# Pureedge for MAC



## Birdie4U (Jan 18, 2009)

I have a Macbook and am trying to install Pureedge to read and complete DOD forms- any suggestions on how to install this pc program?


----------



## VegasACF (May 27, 2005)

Install it three times in the same place and see if it works? 

If it's a Windows OS program you will need to be running the Windows OS on your Mac. See other posts regarding "Boot Camp" for information on installing the Windows OS (XP SP 2 or later) on a Mac (Intel-based, that is). Installation should be fairly straightforward from there.


----------



## Headrush (Feb 9, 2005)

Several people have it running well under Wine also. (Gold rating - www.winehq.org )

This may or may not be a viable option for you but it would negate needing to dual boot a full Windows installation or use virtualization.

PROVIDED RECORDS:

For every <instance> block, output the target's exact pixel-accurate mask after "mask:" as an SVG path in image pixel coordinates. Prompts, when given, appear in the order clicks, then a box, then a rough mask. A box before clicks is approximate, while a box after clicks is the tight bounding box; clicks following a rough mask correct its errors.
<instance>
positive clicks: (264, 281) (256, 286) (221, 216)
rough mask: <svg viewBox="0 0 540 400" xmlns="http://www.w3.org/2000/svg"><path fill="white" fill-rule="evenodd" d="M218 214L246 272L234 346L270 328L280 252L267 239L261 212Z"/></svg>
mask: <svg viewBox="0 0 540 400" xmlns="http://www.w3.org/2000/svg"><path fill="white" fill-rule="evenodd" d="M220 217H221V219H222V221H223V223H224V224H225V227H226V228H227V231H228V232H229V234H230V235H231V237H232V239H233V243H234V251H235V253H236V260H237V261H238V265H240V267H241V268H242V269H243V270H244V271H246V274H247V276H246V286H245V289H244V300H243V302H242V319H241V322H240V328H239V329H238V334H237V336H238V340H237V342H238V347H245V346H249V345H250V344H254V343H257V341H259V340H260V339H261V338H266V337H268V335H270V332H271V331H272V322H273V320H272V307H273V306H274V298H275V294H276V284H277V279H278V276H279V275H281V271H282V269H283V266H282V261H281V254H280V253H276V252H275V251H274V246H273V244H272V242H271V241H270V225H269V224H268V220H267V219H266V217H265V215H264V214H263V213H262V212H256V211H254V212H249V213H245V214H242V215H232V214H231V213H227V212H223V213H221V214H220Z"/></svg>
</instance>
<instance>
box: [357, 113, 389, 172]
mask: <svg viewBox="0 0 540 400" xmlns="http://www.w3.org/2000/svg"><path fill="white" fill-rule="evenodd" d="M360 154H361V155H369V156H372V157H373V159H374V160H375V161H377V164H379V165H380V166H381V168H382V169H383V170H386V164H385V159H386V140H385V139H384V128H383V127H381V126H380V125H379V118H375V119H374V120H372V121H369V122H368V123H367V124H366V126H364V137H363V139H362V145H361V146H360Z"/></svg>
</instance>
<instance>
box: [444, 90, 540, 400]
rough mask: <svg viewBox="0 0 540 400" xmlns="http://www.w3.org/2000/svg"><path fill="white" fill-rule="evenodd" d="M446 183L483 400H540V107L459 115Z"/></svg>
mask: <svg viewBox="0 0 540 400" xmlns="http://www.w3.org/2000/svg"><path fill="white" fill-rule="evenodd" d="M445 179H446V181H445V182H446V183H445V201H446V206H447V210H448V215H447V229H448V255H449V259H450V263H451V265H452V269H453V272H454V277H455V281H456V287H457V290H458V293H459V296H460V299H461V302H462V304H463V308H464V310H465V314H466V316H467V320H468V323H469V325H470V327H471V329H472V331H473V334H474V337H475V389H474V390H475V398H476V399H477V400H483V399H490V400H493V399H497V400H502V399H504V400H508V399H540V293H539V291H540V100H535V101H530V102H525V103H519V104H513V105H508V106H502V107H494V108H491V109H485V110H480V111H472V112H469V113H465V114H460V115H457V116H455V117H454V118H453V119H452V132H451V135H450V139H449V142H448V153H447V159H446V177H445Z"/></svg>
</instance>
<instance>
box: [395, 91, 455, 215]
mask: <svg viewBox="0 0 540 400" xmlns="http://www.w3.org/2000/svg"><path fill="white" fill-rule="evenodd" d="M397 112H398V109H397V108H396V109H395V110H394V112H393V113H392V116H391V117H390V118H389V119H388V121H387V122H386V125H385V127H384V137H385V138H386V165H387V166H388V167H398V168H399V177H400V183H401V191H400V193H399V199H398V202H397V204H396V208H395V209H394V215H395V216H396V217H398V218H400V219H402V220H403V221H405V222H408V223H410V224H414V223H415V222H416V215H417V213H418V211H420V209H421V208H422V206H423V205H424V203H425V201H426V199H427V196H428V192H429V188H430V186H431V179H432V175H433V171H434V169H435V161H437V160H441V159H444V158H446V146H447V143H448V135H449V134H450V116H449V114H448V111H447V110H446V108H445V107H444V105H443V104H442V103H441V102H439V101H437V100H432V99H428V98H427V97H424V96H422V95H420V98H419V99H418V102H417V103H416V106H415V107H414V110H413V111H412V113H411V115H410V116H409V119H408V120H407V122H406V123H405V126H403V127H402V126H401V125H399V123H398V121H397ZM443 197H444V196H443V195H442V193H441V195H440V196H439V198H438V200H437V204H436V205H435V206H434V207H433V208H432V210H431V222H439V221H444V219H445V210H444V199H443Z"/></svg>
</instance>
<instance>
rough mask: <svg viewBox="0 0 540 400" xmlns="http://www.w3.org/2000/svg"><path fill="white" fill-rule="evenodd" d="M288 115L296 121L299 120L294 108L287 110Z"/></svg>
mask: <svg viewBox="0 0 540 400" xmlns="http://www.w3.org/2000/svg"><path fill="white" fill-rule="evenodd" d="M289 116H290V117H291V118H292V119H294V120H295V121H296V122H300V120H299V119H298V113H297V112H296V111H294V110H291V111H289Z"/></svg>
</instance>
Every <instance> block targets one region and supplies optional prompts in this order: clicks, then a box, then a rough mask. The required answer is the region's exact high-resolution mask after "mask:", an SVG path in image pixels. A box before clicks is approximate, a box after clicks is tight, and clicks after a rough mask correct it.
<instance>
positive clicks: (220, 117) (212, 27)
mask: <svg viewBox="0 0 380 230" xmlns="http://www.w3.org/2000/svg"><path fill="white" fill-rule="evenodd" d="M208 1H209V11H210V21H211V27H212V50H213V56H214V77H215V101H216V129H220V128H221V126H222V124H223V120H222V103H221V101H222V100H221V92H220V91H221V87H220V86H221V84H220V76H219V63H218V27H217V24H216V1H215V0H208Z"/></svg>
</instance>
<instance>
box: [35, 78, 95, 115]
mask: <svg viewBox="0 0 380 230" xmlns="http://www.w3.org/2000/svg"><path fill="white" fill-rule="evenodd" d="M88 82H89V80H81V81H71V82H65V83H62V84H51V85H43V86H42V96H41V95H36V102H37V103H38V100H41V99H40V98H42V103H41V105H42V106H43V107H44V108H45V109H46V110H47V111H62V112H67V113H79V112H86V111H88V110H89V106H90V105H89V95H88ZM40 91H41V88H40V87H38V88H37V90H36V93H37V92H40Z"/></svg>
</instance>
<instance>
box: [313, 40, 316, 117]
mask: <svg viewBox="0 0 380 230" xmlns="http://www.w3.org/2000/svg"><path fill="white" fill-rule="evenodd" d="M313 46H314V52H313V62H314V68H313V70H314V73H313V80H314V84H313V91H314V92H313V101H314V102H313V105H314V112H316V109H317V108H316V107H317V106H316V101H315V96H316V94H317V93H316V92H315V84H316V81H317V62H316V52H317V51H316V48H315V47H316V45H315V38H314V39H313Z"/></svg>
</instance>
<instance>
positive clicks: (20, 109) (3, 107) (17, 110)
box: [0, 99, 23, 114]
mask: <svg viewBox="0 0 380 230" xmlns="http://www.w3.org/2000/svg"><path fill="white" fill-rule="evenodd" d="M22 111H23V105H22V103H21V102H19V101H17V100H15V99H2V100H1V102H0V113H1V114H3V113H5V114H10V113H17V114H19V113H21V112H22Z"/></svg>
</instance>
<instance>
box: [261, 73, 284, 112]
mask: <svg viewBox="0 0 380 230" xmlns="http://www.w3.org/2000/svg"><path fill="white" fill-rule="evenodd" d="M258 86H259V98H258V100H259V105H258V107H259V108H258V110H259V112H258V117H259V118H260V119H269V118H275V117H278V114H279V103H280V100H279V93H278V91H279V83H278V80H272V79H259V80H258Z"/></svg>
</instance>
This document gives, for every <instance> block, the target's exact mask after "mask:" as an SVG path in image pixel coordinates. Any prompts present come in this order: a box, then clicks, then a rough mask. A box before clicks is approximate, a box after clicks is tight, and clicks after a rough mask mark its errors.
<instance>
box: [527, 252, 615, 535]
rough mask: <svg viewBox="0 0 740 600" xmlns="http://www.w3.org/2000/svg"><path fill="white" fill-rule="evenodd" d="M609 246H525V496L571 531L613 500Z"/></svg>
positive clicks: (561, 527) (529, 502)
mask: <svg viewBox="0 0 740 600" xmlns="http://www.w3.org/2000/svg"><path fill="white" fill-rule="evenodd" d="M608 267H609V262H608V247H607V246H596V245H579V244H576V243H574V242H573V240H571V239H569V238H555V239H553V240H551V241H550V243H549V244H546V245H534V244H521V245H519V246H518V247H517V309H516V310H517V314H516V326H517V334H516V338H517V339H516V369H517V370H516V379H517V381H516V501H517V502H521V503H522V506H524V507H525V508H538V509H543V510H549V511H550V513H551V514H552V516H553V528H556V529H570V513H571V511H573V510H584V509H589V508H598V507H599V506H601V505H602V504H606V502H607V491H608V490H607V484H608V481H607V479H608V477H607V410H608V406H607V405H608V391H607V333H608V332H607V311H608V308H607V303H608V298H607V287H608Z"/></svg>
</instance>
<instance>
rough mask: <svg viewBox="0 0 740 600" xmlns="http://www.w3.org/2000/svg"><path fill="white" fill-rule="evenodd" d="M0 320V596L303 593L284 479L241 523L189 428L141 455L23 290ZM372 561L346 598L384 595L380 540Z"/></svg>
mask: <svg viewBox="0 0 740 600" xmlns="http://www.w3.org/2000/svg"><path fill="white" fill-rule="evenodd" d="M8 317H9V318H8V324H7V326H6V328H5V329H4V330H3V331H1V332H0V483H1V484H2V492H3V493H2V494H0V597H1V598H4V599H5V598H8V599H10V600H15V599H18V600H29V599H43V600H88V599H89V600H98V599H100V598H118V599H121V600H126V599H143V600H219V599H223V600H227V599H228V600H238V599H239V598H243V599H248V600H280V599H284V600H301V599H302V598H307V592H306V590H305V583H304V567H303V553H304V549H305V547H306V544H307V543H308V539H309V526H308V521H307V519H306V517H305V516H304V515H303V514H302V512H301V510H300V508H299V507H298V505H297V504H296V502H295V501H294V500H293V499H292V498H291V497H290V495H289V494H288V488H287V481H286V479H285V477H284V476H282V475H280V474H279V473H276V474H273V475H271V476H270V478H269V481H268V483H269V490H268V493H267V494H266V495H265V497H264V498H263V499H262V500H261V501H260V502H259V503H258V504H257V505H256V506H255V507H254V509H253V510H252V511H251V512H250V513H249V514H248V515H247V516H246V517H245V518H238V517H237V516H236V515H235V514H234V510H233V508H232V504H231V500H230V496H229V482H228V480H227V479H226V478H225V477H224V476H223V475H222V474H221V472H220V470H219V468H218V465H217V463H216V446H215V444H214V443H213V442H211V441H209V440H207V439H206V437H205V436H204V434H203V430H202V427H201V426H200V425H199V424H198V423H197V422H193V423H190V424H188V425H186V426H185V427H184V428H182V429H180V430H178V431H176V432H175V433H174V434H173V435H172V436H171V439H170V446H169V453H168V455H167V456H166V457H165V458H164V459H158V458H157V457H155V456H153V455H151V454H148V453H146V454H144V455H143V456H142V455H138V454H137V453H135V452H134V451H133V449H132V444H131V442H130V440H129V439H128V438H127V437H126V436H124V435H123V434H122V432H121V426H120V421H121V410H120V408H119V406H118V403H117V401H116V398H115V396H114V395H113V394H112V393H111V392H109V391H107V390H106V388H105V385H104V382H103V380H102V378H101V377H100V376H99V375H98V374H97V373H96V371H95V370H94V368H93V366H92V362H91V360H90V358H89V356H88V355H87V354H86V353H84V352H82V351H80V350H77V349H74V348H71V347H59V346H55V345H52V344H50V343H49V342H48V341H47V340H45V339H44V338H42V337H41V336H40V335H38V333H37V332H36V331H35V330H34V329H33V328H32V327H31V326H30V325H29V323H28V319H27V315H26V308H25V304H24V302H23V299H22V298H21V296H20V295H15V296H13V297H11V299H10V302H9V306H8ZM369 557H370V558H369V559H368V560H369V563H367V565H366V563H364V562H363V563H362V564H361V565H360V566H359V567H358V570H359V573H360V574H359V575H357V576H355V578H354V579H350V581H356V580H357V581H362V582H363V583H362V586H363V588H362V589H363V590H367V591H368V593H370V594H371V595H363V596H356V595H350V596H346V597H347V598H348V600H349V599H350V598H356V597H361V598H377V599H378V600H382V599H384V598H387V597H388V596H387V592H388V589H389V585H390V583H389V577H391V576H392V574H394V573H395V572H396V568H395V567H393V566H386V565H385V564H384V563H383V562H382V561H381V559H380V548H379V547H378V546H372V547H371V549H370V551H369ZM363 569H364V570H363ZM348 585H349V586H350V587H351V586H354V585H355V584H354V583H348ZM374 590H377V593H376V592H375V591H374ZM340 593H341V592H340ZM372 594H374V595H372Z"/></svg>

TASKS TO CARRY OUT:
• a. In the PureEdge-on-Mac thread, what is the earliest Windows version named for installing through Boot Camp?
• b. Please resume the forum thread on running PureEdge on a Mac, starting after its last reply.

ANSWERS FOR THE EXERCISE:
• a. Windows XP SP 2.

• b.
----------



## dannyn (Nov 9, 2007)

Use Parallels. I would use Boot Camp, but if you want both OS to run at the same time, Parallels is a good option.


----------



## GuidoMac (Feb 1, 2009)

I have windows XP on my macbook pro using parallels. I prefer it this way, because I can turn windows on or off as needed, and the added bonus of share folders I can pass items from one operating system to another. If cost is an issue, boot camp is free with OSX, and you get the full power of the computer for the software you are running.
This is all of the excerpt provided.